▶ WHAT IS ASKED
Could you rewrite the records below, from the line containing "For every instance of the rock" through the end, as a Markdown table with the columns Row and Line, one numbered row per line and blank lines left out?

▶ EXTRACTED MATERIAL

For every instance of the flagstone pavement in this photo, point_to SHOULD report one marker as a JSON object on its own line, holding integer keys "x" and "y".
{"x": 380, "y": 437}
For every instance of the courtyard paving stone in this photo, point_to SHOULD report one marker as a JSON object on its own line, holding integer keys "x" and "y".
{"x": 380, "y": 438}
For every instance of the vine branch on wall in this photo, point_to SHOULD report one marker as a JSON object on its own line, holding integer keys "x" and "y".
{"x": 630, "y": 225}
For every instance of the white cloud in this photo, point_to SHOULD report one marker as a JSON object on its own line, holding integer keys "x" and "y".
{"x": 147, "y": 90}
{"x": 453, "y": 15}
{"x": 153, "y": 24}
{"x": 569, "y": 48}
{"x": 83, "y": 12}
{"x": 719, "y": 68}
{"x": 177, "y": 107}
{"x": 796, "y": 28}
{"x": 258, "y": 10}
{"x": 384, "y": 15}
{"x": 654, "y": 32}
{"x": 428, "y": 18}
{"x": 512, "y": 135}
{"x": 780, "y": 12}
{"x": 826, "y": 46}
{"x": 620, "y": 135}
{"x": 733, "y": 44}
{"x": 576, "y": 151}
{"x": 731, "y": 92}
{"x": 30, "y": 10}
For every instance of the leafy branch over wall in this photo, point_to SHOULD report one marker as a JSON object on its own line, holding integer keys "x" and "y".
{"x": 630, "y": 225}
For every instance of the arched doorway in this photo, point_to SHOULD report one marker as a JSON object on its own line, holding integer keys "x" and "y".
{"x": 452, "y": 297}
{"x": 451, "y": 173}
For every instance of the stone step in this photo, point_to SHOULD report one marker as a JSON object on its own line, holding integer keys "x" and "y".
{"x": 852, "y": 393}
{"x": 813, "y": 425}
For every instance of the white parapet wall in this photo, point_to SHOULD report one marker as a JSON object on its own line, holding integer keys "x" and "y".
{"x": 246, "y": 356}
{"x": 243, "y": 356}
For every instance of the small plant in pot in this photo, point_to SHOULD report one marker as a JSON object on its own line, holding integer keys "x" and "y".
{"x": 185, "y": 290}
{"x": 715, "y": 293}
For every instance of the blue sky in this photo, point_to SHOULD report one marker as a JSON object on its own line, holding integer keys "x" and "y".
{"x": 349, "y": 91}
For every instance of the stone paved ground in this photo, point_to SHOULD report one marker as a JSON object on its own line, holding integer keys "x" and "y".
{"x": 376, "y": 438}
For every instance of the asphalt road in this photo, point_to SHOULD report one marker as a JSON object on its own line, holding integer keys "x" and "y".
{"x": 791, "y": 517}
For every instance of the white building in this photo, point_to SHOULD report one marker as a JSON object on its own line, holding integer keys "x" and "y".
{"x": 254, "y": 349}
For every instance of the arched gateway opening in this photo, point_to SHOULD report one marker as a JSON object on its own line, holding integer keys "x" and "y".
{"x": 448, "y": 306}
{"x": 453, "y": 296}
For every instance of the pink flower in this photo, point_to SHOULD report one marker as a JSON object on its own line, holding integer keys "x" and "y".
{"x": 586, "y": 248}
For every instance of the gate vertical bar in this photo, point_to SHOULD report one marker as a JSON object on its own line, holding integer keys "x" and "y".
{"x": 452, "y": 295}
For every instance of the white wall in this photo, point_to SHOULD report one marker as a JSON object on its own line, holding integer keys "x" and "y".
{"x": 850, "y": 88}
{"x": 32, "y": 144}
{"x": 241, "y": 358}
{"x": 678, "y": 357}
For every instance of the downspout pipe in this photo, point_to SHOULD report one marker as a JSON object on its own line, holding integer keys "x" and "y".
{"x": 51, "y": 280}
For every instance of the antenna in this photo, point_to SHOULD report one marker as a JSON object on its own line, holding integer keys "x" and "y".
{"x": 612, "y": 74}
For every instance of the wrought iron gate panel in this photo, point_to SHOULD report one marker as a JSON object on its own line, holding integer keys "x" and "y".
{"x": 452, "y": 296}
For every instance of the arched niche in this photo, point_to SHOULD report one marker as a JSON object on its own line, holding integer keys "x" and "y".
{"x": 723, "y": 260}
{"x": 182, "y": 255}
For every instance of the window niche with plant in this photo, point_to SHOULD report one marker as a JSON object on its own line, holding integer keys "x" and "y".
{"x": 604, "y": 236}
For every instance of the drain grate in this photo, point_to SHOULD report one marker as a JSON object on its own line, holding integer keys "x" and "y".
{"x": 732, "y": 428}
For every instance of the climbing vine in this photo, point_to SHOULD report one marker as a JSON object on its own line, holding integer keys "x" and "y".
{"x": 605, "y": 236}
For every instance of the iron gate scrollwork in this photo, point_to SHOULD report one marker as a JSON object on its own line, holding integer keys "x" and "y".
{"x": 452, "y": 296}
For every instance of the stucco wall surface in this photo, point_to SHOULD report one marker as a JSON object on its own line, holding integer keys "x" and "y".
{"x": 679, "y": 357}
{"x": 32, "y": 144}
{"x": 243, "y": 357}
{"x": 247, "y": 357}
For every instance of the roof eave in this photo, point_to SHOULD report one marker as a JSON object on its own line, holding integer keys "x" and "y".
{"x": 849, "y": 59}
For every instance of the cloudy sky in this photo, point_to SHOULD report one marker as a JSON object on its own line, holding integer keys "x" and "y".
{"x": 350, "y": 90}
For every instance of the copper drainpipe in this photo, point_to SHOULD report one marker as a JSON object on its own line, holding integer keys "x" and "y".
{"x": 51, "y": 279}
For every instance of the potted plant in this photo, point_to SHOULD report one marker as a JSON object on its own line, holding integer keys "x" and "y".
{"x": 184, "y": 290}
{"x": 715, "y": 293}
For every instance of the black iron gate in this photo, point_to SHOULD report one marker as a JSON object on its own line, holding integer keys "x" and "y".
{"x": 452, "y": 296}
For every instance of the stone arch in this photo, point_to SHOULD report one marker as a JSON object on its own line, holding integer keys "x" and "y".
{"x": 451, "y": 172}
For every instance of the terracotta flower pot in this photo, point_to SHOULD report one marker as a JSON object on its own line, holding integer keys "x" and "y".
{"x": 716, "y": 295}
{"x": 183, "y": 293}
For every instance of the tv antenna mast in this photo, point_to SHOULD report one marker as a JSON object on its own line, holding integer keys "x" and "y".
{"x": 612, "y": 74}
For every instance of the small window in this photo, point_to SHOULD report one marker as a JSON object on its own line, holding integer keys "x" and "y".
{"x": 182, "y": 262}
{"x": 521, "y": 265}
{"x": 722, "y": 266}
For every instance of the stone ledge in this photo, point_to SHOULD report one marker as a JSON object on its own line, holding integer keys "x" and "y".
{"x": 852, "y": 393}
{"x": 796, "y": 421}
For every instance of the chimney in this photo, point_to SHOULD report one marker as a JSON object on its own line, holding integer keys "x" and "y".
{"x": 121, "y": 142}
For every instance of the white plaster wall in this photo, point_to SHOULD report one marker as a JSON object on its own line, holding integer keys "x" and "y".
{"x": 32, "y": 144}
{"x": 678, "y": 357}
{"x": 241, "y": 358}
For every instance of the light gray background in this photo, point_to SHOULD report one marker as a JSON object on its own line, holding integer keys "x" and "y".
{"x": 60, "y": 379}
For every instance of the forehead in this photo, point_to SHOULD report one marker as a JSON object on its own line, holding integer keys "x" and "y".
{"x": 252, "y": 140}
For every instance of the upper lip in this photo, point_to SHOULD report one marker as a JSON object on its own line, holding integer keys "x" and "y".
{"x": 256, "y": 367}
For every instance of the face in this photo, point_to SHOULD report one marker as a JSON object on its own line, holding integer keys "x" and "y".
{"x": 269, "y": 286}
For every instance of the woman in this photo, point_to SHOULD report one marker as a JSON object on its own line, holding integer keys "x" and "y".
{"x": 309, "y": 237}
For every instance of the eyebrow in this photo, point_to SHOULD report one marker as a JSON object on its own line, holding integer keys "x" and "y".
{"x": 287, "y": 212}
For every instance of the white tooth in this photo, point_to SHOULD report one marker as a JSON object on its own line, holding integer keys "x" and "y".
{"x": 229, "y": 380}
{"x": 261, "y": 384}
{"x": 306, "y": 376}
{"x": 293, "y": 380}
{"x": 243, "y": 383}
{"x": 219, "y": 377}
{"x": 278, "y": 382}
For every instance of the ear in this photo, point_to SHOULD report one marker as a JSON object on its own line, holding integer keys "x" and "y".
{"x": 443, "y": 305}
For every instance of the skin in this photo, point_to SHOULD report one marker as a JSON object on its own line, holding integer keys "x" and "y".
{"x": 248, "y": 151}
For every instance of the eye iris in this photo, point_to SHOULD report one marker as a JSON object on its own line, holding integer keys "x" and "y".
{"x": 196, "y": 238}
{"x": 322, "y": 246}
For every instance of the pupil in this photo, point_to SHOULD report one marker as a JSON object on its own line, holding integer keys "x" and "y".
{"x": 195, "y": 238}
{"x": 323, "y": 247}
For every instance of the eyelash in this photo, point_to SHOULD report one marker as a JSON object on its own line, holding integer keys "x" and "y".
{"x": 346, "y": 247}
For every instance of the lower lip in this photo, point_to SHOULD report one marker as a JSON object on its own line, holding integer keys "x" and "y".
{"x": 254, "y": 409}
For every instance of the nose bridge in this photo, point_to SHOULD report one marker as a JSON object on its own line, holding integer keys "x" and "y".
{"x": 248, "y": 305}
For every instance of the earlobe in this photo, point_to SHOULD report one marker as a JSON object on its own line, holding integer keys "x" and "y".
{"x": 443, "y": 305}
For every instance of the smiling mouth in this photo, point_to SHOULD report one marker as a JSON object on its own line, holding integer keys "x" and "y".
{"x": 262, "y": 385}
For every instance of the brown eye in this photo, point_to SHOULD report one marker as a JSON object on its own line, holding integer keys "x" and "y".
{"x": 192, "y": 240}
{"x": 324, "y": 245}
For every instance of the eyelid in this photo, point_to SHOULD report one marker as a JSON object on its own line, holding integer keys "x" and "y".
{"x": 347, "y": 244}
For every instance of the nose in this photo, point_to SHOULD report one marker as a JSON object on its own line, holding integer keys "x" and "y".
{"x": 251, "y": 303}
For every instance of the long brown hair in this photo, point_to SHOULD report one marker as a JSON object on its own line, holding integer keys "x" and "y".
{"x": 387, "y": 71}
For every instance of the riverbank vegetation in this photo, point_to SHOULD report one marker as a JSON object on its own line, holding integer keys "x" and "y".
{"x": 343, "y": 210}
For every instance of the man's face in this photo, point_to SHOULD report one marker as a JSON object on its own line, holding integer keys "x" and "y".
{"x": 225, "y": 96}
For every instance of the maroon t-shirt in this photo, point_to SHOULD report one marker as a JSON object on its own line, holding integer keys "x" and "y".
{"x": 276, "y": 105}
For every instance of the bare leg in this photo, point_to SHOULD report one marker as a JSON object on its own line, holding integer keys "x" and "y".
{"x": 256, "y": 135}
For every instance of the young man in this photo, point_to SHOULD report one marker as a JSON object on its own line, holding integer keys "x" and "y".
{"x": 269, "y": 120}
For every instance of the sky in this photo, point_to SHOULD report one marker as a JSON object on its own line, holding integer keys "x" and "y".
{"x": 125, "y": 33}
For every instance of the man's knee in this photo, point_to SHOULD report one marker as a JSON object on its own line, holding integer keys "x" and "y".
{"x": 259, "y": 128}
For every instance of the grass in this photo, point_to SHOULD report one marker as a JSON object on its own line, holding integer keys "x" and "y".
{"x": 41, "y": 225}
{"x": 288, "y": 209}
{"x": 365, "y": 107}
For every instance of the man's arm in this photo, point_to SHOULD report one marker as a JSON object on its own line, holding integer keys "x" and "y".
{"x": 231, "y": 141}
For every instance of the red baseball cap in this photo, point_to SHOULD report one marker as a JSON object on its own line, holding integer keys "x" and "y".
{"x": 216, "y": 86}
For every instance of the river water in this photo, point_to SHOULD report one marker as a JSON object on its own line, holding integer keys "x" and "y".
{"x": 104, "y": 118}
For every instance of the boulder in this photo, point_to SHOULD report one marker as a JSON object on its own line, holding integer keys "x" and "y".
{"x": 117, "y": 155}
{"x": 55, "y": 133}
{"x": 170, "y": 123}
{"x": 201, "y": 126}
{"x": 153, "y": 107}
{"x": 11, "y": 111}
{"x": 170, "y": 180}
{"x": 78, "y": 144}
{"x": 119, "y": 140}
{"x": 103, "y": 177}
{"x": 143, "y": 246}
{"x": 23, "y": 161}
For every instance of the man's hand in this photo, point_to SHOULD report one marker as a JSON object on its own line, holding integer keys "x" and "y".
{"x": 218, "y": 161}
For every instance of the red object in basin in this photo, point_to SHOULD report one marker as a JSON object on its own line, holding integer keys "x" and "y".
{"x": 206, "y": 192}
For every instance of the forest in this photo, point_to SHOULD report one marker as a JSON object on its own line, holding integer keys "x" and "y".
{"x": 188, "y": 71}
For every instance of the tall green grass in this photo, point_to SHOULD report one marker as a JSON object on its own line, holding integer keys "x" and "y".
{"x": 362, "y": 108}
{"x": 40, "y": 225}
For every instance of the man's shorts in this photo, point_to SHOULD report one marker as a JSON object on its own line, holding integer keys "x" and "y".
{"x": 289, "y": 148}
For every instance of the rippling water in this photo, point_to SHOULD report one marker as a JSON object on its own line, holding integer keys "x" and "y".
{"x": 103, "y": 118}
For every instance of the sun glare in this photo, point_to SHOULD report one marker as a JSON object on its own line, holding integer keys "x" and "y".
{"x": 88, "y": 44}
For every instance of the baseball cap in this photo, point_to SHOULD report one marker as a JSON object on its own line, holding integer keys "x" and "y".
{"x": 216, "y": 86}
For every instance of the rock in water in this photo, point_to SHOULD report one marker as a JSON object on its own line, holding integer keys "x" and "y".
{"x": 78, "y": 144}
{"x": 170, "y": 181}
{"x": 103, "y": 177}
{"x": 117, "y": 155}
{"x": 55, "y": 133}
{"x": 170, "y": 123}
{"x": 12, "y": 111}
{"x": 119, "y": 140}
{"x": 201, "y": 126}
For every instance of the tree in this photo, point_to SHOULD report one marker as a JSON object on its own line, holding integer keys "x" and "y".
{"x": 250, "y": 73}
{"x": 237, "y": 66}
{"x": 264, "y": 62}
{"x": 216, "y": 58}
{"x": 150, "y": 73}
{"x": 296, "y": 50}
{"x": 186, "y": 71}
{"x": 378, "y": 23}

▶ WRITTEN REPLY
| Row | Line |
|---|---|
| 1 | For every instance of the rock in water in this photo, point_to SHOULD report one marker as a JSON object on its own line, holding integer keys "x" and "y". |
| 2 | {"x": 78, "y": 144} |
| 3 | {"x": 170, "y": 181} |
| 4 | {"x": 103, "y": 177} |
| 5 | {"x": 117, "y": 155} |
| 6 | {"x": 55, "y": 133} |
| 7 | {"x": 170, "y": 123} |
| 8 | {"x": 12, "y": 111} |
| 9 | {"x": 119, "y": 140} |
| 10 | {"x": 201, "y": 126} |
| 11 | For every instance of the tree in this photo, point_to SHOULD report one marker as a JSON object on its own line, holding integer keys "x" and "y". |
| 12 | {"x": 250, "y": 73} |
| 13 | {"x": 237, "y": 66} |
| 14 | {"x": 264, "y": 62} |
| 15 | {"x": 216, "y": 58} |
| 16 | {"x": 150, "y": 73} |
| 17 | {"x": 296, "y": 50} |
| 18 | {"x": 186, "y": 71} |
| 19 | {"x": 378, "y": 23} |